§ Boundary labeling items:
----------

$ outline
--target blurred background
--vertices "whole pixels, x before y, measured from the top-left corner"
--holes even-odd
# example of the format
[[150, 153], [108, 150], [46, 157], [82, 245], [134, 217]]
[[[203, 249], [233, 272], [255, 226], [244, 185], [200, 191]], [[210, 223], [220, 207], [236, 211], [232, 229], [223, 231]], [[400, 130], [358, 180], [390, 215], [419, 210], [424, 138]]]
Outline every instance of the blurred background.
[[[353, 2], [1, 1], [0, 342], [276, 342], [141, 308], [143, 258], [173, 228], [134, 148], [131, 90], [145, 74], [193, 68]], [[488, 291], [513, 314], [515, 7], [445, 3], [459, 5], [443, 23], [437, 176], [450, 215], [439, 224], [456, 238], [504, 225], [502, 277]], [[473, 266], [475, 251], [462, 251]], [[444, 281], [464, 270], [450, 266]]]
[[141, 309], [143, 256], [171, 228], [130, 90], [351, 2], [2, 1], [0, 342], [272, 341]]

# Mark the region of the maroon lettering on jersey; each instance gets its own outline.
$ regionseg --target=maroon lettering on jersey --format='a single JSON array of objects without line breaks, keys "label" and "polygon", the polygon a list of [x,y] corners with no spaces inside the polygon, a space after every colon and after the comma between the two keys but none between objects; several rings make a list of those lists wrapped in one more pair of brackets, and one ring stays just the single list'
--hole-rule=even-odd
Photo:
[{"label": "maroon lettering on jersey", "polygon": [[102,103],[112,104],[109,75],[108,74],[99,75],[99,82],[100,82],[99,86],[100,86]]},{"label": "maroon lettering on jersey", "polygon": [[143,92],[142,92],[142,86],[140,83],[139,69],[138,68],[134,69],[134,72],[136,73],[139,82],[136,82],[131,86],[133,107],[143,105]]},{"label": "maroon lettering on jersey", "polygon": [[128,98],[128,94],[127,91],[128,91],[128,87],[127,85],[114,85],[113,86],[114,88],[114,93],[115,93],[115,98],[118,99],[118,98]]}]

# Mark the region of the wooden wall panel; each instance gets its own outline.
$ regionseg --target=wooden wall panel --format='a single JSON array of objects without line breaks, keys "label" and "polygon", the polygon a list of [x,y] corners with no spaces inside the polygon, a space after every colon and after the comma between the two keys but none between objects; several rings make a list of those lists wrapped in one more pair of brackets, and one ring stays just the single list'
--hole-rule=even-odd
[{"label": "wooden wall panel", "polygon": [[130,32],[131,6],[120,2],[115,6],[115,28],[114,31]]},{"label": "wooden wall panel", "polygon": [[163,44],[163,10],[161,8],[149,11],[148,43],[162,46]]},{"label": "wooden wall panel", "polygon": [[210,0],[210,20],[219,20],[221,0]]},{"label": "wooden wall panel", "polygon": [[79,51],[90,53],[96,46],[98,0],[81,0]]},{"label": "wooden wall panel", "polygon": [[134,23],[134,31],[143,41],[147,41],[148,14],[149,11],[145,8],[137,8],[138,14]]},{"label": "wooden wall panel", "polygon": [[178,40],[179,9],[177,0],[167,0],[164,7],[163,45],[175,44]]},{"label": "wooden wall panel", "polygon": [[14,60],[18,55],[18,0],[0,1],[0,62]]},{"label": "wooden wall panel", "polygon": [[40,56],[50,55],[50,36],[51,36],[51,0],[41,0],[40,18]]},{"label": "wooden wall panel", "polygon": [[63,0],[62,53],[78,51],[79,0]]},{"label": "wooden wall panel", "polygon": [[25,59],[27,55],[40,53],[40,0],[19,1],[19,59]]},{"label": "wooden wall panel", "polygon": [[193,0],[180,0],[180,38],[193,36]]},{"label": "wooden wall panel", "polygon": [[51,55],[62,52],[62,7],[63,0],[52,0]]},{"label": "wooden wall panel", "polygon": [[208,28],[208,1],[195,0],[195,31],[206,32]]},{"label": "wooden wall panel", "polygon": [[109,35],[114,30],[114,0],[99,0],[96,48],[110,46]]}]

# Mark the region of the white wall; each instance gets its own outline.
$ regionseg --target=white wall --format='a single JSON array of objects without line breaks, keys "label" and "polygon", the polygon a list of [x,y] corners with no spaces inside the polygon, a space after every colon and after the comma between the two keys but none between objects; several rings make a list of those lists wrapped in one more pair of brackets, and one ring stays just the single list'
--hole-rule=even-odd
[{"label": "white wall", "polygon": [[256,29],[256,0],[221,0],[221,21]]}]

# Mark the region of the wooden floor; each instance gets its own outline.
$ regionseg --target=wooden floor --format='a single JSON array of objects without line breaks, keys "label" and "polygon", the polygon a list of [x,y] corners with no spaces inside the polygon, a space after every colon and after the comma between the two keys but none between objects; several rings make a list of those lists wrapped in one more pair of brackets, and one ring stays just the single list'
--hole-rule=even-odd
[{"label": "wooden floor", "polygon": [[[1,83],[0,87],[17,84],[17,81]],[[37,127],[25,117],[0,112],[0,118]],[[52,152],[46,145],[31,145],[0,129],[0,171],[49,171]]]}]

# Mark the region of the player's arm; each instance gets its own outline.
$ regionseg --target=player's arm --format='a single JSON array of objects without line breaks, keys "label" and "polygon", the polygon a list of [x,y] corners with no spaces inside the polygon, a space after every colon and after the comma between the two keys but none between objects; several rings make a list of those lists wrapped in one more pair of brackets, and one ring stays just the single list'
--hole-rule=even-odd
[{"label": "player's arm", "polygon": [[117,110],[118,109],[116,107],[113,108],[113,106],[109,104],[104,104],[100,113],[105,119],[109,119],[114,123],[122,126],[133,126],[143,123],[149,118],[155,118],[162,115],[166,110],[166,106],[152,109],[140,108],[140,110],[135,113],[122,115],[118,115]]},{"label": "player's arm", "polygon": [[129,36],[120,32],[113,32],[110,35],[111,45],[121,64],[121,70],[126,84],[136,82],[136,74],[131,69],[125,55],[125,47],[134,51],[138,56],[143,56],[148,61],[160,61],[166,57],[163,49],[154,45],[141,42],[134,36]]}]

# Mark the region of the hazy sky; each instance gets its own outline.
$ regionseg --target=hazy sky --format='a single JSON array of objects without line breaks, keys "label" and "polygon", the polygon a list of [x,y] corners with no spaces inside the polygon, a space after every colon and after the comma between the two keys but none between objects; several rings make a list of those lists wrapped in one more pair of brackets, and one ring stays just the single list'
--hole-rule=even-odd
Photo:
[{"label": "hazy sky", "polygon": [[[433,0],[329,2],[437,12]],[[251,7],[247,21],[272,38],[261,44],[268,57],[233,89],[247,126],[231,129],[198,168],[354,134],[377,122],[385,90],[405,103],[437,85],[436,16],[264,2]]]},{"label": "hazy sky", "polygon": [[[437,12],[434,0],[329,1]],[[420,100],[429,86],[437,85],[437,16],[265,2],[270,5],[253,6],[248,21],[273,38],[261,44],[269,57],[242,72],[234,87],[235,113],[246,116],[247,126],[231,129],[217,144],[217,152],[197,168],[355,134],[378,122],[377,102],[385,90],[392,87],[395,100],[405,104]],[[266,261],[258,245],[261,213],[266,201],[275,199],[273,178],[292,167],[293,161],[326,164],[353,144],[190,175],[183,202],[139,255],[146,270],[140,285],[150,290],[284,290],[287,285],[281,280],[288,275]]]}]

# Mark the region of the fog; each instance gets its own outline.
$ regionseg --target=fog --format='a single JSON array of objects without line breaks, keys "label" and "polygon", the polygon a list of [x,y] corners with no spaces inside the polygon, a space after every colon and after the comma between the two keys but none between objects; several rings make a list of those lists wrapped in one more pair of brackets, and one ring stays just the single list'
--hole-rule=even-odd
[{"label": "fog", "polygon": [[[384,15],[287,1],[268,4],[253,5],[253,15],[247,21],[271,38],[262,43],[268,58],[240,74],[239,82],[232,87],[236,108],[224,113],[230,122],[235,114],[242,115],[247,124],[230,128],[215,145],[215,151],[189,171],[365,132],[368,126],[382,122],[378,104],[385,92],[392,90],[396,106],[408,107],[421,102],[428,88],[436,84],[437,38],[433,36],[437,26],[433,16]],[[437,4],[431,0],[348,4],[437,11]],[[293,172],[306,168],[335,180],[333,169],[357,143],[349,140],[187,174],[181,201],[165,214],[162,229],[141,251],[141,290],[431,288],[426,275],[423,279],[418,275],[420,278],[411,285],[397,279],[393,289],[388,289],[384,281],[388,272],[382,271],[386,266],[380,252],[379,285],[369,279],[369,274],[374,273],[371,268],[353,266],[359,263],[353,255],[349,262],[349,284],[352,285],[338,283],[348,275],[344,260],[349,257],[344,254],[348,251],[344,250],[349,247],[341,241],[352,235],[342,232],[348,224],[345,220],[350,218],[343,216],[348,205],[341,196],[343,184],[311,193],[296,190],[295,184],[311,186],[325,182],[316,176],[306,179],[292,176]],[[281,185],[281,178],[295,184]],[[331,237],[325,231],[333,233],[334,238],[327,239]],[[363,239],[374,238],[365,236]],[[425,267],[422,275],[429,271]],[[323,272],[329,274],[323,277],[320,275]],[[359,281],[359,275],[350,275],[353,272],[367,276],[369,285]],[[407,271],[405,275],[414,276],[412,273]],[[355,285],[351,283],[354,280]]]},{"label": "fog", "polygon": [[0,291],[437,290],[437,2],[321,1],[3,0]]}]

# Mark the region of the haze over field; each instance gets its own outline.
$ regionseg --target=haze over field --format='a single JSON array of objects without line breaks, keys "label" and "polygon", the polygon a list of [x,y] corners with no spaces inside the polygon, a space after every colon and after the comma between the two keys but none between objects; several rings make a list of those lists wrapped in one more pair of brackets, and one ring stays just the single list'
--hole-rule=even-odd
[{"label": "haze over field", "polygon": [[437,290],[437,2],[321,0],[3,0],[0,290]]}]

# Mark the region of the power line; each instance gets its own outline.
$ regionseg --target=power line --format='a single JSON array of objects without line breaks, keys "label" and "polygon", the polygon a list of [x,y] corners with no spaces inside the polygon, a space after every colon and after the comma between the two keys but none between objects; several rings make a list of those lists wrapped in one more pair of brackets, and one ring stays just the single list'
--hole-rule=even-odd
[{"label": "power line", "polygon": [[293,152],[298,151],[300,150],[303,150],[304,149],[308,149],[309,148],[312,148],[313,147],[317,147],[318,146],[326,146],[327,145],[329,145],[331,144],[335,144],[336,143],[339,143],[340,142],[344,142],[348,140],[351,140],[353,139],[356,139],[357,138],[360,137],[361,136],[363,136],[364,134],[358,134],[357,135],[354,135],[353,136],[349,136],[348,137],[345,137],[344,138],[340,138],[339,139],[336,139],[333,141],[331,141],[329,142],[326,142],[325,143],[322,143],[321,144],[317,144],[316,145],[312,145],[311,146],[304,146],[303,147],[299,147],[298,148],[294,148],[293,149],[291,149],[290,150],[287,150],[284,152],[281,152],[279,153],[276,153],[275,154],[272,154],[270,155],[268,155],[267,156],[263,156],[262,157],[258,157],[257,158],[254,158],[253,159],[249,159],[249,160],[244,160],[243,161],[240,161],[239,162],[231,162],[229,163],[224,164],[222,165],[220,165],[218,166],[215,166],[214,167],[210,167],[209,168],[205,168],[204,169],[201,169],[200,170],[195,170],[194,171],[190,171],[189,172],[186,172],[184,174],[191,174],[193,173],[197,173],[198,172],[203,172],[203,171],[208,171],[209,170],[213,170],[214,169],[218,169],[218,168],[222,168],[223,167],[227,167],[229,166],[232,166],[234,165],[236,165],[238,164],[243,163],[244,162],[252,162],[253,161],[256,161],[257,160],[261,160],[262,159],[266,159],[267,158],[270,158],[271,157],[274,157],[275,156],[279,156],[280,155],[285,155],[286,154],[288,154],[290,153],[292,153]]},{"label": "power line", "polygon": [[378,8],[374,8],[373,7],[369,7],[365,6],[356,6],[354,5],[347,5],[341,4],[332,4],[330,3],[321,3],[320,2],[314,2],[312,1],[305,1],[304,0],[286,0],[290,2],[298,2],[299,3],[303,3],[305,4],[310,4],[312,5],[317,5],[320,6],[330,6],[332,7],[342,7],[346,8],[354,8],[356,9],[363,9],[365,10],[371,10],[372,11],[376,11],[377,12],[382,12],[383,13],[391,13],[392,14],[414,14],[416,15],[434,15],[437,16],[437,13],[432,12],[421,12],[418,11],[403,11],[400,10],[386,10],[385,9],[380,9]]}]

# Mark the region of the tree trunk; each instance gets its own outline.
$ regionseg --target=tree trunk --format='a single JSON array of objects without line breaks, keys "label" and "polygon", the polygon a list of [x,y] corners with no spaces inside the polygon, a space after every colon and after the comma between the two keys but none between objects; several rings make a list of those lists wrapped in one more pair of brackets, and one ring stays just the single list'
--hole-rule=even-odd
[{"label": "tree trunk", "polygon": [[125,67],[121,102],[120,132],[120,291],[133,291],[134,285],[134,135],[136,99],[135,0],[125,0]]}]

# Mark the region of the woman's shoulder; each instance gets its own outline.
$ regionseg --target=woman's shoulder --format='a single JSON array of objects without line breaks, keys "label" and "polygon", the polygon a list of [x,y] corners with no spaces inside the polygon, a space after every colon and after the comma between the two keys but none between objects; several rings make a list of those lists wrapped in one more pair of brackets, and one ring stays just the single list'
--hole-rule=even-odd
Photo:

----------

§ To be done: Can you reproduce the items verbatim, from the very first line up to and including the line that contains "342], [272, 341]]"?

§ Answer in full:
$ outline
--target blurred background
--vertices "whole pixels, x before y, measured from the top-left corner"
--holes even-odd
# example of the format
[[150, 153], [108, 150], [46, 157], [82, 245], [134, 217]]
[[[203, 249], [233, 272], [255, 226], [244, 185], [200, 191]], [[210, 223], [220, 207], [236, 211], [232, 229], [223, 231]], [[400, 130], [358, 180], [390, 215], [419, 210], [424, 138]]]
Outline every instance of the blurred background.
[[[353, 2], [1, 1], [0, 342], [276, 342], [141, 308], [143, 258], [173, 228], [134, 148], [131, 90], [145, 74], [193, 68]], [[488, 291], [513, 314], [515, 7], [445, 3], [459, 5], [443, 23], [437, 176], [450, 215], [439, 224], [456, 238], [504, 225], [502, 277]], [[473, 266], [475, 251], [462, 251]], [[444, 281], [464, 270], [450, 266]]]
[[141, 309], [143, 256], [171, 228], [130, 90], [351, 2], [2, 1], [0, 342], [272, 341]]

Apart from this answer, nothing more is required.